_WHAT THE EXERCISE ASKS_
Show each line of the listing below that contains the string "coconut", matching case exactly.

_RECORDS FOR PROCESSING_
•••

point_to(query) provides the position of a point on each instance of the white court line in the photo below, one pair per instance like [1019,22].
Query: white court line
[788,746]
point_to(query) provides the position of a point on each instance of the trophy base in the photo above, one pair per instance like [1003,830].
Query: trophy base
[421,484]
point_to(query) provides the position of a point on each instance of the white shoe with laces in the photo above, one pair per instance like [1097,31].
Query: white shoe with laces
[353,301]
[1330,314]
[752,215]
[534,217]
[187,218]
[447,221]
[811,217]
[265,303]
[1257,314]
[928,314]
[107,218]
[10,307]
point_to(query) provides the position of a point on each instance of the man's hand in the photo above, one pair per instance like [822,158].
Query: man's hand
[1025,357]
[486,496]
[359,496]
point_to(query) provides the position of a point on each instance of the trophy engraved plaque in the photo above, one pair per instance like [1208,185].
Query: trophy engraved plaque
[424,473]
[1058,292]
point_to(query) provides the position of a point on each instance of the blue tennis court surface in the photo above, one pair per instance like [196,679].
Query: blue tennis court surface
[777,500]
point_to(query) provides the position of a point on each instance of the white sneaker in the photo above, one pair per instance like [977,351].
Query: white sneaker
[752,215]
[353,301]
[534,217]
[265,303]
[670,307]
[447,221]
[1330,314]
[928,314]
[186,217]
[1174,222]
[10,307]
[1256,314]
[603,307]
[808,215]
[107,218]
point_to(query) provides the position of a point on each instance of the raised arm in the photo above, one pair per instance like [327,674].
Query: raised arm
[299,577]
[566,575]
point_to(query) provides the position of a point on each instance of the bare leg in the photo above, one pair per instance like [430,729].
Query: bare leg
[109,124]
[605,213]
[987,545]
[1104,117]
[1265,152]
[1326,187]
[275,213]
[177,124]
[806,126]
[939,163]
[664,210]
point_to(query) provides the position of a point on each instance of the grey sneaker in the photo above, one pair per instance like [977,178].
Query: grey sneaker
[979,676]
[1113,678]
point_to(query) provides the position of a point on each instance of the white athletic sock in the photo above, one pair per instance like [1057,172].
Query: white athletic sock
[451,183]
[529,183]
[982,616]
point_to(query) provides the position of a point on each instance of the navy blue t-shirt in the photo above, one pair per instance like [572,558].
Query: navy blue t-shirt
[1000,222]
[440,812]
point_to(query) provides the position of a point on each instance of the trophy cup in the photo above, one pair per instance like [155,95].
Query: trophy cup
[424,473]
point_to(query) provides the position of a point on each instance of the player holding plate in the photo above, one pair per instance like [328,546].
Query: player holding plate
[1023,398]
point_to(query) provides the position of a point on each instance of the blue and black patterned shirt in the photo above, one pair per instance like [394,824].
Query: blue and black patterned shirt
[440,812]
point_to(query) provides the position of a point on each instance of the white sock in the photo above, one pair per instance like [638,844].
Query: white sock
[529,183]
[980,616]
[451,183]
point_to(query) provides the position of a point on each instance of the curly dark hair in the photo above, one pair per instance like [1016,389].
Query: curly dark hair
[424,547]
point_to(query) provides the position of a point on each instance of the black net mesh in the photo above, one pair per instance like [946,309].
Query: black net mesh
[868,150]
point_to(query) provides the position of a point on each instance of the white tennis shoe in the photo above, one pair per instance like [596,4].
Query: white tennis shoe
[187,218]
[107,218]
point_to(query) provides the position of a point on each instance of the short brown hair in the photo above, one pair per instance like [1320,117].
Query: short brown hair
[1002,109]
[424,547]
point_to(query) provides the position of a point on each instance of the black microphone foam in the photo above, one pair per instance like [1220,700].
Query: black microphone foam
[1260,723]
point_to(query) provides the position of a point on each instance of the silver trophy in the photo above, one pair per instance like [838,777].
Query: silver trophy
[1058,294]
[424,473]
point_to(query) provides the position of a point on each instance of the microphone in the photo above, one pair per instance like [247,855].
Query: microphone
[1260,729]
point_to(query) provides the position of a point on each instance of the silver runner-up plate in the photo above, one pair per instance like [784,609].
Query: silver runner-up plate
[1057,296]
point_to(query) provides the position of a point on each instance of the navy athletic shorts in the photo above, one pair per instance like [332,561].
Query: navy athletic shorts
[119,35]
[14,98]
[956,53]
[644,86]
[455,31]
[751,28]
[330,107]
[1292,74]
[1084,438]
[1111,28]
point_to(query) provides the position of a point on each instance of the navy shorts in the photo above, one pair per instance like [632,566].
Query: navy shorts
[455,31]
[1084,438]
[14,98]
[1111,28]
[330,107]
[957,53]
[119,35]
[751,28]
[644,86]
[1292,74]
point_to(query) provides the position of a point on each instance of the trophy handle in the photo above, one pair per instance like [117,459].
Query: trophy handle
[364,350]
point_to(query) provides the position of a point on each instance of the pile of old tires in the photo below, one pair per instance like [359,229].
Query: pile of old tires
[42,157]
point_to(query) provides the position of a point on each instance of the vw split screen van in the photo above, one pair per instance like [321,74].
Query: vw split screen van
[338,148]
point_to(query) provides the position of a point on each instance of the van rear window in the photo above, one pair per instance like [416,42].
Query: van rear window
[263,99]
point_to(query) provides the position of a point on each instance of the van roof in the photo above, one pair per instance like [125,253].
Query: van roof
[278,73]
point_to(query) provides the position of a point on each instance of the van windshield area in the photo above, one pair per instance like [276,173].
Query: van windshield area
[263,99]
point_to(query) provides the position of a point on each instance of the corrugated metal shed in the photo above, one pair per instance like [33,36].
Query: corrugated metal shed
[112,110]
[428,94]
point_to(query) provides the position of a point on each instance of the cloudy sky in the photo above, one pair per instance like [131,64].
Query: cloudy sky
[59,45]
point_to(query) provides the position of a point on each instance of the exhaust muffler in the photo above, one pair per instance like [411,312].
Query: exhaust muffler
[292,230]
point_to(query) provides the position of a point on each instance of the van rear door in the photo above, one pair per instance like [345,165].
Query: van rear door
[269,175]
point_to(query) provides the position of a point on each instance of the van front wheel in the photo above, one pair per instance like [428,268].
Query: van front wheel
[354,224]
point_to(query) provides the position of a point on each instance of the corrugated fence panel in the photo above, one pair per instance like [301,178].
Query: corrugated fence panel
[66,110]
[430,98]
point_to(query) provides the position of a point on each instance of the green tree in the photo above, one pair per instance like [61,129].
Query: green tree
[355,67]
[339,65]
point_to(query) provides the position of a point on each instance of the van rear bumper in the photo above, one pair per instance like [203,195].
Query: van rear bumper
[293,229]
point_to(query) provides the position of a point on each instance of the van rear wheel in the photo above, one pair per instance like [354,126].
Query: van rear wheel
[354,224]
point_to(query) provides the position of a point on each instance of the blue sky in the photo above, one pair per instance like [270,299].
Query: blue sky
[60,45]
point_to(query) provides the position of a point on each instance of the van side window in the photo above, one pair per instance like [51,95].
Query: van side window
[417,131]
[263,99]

•••

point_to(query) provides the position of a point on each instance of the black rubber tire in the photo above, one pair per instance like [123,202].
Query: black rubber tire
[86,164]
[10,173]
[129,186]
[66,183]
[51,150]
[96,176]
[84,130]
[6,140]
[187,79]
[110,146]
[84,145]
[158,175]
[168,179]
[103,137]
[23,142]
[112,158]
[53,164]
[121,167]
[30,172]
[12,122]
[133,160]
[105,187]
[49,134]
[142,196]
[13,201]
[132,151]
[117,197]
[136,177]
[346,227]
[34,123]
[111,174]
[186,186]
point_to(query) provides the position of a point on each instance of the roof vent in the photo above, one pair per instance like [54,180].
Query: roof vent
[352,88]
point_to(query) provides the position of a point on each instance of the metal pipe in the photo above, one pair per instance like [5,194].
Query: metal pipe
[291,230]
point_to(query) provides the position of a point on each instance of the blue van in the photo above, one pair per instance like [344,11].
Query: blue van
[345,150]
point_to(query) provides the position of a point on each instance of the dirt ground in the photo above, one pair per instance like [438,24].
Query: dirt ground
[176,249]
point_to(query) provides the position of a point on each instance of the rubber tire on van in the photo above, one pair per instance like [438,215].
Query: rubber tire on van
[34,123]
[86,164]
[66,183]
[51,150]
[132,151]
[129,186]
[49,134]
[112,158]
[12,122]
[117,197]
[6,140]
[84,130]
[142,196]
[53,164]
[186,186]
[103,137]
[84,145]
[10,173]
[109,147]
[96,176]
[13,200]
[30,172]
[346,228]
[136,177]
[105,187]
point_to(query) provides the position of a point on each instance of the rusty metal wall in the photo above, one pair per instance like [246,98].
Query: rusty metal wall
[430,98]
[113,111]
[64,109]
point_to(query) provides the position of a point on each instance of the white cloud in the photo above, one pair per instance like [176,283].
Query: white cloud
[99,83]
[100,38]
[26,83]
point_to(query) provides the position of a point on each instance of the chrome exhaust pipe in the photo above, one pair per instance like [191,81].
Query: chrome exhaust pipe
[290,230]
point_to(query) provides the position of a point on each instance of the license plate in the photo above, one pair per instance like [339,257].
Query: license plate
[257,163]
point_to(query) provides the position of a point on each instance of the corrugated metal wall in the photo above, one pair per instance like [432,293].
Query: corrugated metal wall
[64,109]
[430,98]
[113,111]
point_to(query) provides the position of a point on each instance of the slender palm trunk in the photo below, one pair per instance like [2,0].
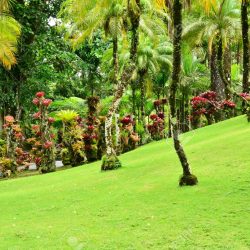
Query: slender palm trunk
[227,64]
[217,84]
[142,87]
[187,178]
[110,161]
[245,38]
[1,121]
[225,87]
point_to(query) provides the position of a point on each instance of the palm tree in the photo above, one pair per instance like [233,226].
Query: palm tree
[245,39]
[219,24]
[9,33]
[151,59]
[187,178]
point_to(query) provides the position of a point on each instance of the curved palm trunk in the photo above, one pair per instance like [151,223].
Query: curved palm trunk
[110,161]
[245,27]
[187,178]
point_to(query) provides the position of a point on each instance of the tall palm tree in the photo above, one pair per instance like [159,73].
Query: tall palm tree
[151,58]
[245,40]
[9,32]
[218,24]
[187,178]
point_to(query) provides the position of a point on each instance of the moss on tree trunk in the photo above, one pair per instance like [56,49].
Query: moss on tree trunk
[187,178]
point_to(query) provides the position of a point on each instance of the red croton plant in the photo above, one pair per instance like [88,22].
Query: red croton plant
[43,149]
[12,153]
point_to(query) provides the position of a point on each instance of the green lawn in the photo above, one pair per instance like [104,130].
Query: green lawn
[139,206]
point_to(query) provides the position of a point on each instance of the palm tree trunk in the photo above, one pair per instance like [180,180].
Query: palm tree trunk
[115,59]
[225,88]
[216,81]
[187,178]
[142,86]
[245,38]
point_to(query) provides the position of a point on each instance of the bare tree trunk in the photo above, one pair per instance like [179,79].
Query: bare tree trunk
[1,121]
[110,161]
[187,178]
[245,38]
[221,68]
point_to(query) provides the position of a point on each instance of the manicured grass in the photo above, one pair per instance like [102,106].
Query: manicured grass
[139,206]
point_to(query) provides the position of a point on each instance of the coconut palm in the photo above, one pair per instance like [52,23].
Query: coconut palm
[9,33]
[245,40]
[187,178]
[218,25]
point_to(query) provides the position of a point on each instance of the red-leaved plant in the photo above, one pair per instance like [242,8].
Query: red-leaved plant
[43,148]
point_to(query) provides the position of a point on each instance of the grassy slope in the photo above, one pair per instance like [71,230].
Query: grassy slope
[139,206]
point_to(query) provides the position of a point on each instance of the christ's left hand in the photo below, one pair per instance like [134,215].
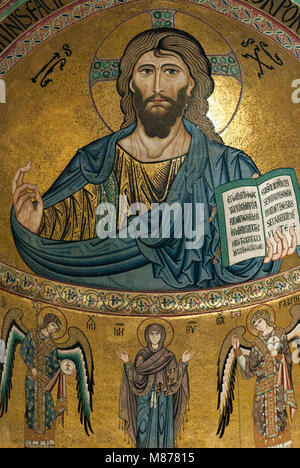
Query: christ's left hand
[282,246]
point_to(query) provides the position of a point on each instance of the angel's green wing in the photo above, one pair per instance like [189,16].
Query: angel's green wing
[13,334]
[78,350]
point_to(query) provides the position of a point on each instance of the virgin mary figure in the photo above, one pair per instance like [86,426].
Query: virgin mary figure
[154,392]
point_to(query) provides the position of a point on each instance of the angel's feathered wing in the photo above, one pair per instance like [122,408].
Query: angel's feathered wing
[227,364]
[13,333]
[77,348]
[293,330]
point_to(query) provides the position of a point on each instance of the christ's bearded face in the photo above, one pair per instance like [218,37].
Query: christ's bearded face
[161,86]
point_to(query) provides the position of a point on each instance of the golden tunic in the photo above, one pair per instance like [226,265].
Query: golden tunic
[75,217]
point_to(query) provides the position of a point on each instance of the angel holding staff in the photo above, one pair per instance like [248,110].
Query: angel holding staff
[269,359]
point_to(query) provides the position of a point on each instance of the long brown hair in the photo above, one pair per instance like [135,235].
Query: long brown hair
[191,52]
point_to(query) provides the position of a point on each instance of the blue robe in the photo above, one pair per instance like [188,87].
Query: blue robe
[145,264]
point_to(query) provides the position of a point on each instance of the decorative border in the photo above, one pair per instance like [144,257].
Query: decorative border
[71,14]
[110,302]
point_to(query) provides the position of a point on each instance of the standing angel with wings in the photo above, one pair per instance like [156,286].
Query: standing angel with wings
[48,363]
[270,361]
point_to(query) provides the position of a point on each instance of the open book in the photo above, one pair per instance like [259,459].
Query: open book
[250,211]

•••

_CORRECT RESULT_
point_to(query) provides the position of a point on each instance of the coconut palm in the photo above, one pair per instance like [52,23].
Query: coconut palm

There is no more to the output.